Output the line containing "[locate] white sky" and all subsequent lines of the listing below, copied exactly, with no other lines.
:: Data records
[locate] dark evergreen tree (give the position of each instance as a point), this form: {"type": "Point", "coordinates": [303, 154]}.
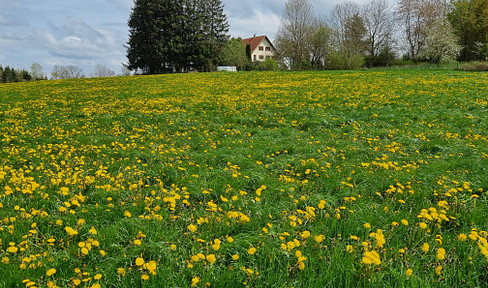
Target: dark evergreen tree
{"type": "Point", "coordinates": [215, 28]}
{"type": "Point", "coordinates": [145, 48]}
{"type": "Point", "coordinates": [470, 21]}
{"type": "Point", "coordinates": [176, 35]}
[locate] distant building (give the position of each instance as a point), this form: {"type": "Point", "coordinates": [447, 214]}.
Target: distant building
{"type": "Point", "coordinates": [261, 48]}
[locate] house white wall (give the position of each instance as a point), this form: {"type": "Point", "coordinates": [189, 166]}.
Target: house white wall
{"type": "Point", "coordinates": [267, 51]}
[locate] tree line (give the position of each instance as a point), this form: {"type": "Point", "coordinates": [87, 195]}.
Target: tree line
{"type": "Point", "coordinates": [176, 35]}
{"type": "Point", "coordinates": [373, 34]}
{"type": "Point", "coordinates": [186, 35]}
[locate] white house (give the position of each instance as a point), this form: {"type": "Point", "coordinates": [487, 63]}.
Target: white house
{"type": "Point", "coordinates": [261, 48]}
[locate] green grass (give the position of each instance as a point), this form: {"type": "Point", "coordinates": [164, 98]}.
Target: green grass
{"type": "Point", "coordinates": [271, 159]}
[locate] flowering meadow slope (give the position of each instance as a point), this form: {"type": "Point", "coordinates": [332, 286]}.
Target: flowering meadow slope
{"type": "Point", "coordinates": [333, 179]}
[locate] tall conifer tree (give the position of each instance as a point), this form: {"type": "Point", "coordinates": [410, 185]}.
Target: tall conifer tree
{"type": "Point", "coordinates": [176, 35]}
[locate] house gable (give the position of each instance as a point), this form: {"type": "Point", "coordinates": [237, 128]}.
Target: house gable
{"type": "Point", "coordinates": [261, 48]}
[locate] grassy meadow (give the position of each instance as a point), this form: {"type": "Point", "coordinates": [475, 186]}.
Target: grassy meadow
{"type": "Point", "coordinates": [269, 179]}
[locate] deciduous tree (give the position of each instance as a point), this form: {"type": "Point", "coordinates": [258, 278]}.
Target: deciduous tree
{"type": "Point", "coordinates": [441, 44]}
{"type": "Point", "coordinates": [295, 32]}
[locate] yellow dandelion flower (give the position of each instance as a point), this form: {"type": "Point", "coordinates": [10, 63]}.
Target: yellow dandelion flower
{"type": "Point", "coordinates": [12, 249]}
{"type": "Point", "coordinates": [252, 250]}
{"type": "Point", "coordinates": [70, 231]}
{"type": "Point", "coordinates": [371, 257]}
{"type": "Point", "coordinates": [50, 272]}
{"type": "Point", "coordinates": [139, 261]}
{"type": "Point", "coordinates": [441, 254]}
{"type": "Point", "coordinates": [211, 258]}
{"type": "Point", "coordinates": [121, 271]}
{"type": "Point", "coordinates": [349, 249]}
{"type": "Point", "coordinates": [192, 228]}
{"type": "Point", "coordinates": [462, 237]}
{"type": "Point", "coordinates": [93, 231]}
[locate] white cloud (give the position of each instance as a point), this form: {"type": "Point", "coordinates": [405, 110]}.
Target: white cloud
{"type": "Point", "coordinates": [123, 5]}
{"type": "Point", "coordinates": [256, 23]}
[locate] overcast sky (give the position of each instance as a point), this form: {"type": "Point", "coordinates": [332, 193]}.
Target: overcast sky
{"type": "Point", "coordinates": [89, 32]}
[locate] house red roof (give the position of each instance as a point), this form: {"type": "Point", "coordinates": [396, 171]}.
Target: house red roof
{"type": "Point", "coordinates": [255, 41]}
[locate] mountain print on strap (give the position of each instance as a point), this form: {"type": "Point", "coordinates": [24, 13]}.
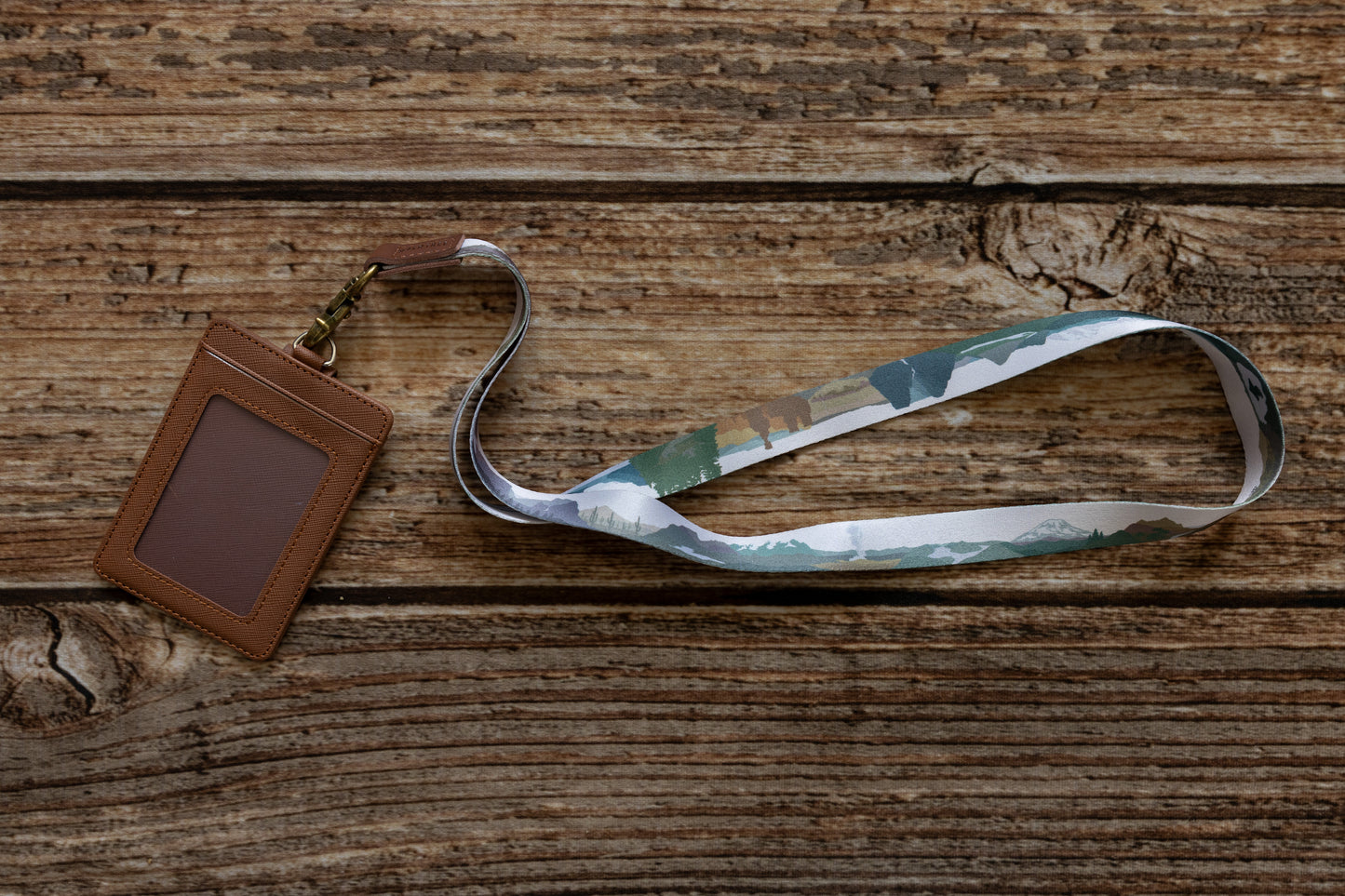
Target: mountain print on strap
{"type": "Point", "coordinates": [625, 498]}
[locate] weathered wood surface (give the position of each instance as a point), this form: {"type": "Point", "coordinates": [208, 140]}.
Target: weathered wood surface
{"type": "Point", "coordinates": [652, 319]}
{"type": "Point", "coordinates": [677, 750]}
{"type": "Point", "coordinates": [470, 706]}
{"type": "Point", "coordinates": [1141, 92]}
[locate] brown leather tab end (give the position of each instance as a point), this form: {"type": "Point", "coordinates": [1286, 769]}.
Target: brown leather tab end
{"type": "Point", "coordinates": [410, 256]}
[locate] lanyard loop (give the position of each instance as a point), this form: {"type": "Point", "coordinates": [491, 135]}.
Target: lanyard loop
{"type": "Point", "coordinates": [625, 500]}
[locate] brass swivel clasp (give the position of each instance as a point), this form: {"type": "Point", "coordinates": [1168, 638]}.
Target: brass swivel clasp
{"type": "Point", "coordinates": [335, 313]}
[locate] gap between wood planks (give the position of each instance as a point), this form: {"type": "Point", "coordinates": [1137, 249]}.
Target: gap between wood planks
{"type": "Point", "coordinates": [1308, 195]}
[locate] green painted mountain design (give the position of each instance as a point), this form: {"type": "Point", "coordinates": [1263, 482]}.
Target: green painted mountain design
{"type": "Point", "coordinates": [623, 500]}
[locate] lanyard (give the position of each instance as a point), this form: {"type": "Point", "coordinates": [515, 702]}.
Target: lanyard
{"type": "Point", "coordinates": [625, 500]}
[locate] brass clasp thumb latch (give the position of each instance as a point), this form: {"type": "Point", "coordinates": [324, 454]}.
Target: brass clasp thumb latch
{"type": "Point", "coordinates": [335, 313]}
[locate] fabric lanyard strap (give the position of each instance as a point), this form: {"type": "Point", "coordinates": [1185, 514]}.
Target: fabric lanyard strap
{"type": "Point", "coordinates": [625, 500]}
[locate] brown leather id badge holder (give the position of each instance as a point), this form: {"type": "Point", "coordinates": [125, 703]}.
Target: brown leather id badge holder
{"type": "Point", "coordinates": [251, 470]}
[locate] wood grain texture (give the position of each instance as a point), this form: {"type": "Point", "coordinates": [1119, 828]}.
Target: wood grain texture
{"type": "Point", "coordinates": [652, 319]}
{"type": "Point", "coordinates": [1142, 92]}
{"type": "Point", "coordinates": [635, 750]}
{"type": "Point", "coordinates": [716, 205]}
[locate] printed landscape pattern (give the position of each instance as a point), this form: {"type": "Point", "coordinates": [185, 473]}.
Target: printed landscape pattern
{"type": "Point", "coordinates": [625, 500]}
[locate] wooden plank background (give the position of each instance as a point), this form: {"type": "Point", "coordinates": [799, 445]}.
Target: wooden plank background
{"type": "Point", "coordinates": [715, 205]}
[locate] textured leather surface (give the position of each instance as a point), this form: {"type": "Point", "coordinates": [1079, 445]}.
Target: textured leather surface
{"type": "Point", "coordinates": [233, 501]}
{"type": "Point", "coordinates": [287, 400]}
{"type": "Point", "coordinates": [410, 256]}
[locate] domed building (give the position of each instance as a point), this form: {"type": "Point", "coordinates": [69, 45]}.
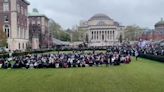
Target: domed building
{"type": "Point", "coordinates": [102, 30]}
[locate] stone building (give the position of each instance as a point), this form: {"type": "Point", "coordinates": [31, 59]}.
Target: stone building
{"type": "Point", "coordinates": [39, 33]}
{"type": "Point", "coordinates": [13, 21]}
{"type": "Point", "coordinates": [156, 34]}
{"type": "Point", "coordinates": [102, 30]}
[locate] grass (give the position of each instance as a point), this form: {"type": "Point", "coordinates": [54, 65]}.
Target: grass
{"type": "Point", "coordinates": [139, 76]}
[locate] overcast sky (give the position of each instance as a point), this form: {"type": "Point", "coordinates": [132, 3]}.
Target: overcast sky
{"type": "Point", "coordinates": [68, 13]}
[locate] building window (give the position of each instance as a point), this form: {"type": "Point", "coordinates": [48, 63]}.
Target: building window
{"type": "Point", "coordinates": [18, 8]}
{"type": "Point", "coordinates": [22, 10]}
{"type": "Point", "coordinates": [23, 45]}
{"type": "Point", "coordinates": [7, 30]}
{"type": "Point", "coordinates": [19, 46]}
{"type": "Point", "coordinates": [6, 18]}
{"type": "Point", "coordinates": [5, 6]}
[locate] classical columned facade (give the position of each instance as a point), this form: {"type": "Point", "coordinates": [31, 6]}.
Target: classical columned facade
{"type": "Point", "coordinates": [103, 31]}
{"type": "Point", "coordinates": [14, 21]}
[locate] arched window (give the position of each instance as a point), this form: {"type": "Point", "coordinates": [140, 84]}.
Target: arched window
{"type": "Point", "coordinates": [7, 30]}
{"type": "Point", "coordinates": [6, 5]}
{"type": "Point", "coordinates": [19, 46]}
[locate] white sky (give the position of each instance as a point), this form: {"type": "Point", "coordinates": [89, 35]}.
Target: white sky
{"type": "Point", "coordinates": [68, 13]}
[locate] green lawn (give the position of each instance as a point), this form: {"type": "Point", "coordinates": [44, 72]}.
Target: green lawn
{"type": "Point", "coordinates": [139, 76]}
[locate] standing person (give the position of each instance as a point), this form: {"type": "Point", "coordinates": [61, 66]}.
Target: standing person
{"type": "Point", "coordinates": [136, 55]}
::::
• Result of this task
[locate] white sky (give the position of each instance as a point), this form: {"type": "Point", "coordinates": [89, 35]}.
Target: white sky
{"type": "Point", "coordinates": [68, 13]}
[locate] green lawn (give the position of each instance as a point), this form: {"type": "Point", "coordinates": [44, 72]}.
Target: green lawn
{"type": "Point", "coordinates": [139, 76]}
[locate] standing person (give the position of each instance as a point), this form: {"type": "Point", "coordinates": [61, 66]}.
Target: standing person
{"type": "Point", "coordinates": [136, 55]}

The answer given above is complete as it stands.